Stored data entries:
----------

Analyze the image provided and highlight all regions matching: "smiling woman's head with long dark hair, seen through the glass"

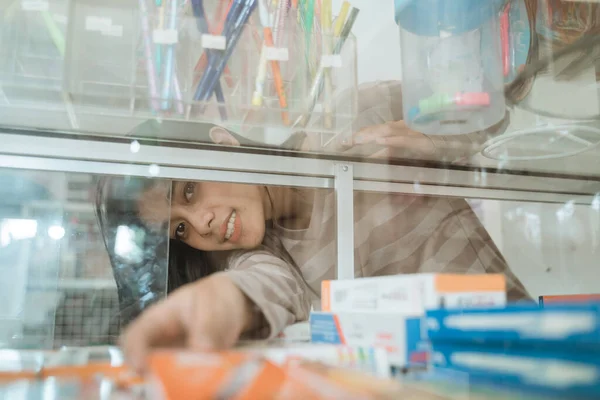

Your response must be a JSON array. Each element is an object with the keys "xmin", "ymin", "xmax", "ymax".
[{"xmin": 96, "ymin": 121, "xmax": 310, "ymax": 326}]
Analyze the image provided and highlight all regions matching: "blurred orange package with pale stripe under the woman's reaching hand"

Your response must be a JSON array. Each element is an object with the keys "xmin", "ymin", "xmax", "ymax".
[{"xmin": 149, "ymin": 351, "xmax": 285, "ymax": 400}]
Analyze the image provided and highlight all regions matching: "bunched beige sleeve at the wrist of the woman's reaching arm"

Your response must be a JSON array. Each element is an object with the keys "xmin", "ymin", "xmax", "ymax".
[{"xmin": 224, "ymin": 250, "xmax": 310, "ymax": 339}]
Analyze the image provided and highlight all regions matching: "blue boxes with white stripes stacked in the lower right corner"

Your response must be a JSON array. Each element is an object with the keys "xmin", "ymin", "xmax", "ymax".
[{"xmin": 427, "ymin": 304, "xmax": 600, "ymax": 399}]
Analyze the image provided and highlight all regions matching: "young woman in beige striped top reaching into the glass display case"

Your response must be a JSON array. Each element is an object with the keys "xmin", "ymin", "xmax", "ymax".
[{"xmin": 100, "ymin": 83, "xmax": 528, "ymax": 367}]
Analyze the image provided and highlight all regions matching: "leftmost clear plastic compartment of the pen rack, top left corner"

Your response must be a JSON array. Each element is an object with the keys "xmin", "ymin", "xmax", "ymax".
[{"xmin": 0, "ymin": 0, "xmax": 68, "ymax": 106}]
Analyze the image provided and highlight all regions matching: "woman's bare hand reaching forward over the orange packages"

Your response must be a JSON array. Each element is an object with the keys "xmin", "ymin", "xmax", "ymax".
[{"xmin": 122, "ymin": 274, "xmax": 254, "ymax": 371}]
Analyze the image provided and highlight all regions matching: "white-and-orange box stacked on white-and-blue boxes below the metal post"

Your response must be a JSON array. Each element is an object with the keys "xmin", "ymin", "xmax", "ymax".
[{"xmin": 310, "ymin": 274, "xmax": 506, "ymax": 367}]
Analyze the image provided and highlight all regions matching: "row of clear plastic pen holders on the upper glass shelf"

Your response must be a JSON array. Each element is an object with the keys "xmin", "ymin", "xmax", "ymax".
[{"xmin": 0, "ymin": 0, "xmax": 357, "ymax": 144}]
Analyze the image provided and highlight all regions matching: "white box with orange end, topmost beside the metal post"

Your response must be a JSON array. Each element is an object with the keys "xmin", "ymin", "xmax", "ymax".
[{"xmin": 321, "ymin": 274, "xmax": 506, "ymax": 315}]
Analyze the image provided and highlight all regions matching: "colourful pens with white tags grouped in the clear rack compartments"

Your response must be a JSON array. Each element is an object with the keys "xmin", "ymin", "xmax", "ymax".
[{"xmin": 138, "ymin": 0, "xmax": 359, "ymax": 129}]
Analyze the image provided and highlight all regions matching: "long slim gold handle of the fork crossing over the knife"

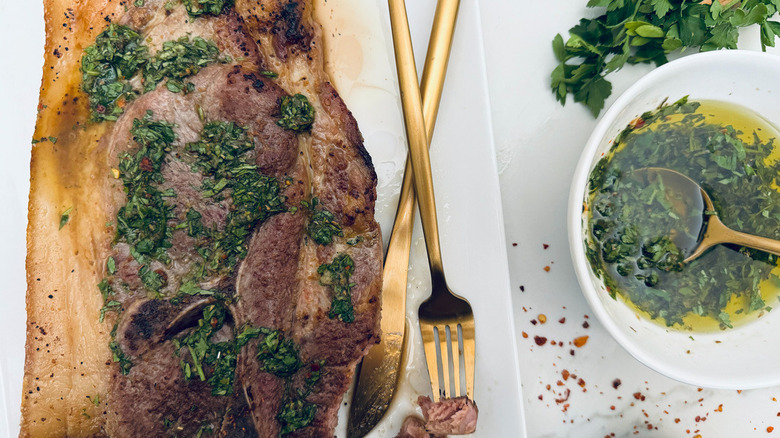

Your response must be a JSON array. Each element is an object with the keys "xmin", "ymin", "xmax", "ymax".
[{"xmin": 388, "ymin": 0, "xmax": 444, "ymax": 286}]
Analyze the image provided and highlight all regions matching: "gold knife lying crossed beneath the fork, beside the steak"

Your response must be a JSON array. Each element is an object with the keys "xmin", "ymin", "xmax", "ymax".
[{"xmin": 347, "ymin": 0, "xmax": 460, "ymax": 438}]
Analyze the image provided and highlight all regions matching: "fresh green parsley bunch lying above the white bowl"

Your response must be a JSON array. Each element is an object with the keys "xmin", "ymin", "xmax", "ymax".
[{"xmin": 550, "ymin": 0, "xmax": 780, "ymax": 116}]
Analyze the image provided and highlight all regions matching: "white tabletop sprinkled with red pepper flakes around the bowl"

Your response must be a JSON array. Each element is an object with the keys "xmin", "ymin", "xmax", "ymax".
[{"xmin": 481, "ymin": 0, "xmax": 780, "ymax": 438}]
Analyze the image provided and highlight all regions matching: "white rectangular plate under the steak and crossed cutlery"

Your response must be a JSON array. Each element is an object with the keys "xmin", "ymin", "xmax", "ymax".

----------

EXERCISE GOAL – In the entries above, find each line that includes the string "beside" and copy it.

RESPONSE AREA –
Analyze the image provided and highlight all regions matching: "white box with orange end, topmost beside the metal post"
Analyze the image provided and highlight all regions matching: "gold knife lying crossed beneath the fork, beside the steak"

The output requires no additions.